• [EXERCISE OBJECTIVE] Starting at the first line of the entries below, please return exactly each line up to and including the one with "Reports arrive as"; pictures stay out.

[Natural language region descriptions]
== == ==
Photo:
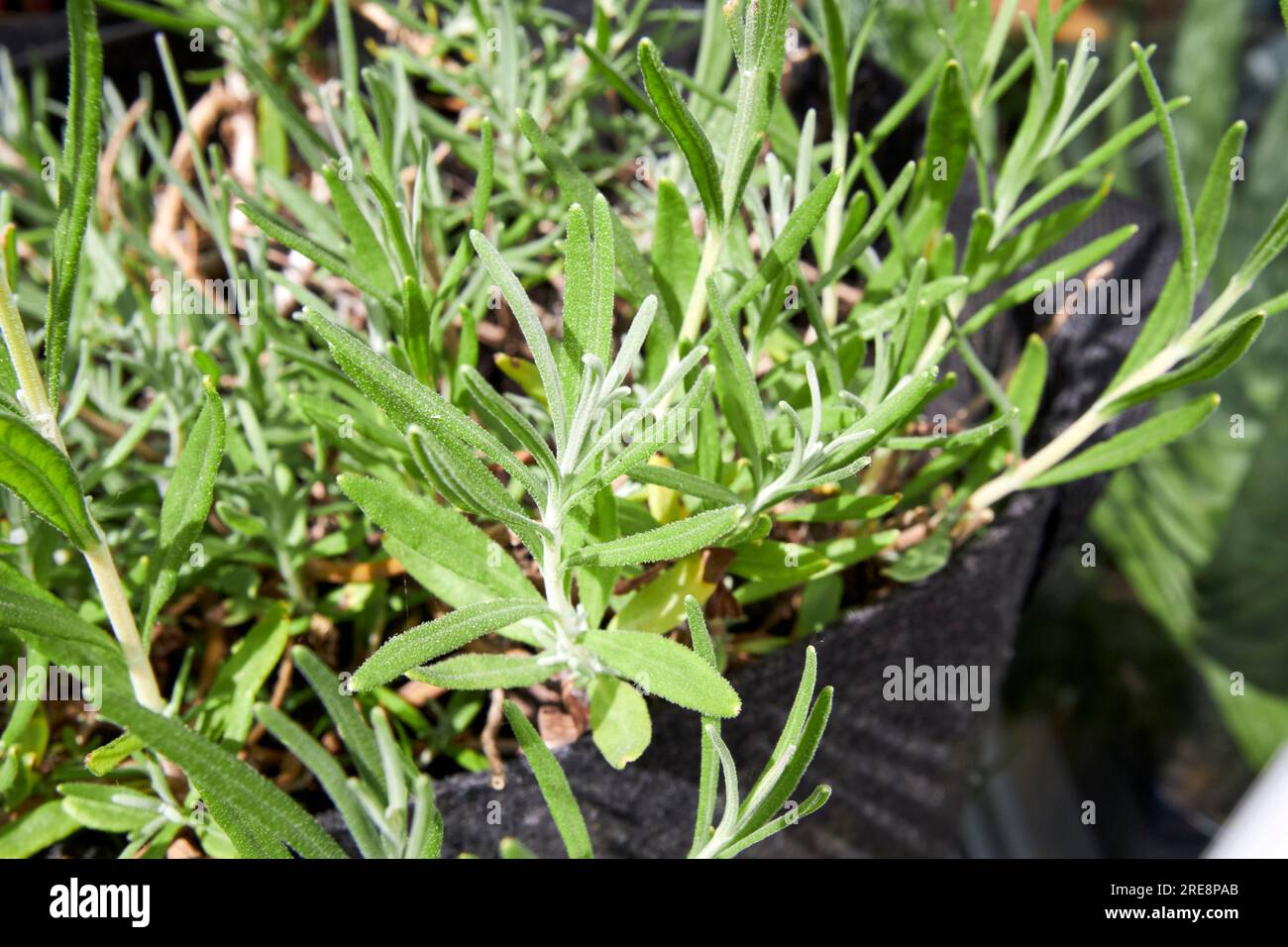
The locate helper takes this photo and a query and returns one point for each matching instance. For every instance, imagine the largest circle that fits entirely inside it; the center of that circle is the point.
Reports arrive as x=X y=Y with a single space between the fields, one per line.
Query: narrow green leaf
x=531 y=326
x=872 y=228
x=407 y=401
x=669 y=541
x=368 y=252
x=322 y=764
x=1225 y=351
x=686 y=483
x=787 y=248
x=187 y=501
x=1175 y=170
x=619 y=720
x=501 y=414
x=579 y=281
x=1029 y=286
x=37 y=830
x=666 y=669
x=355 y=733
x=948 y=136
x=800 y=753
x=841 y=509
x=42 y=476
x=1028 y=380
x=599 y=334
x=684 y=131
x=677 y=253
x=294 y=240
x=77 y=178
x=735 y=382
x=554 y=785
x=484 y=672
x=1131 y=445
== == ==
• [EXERCISE RESULT]
Photo:
The locate helper takes this photo and a query and returns one point for each matching instance. For every instance, imagine the largest circle that fits entirely inside it; the center of that circle is the point.
Reports arrive as x=X y=Y with a single space between the fields, one per line.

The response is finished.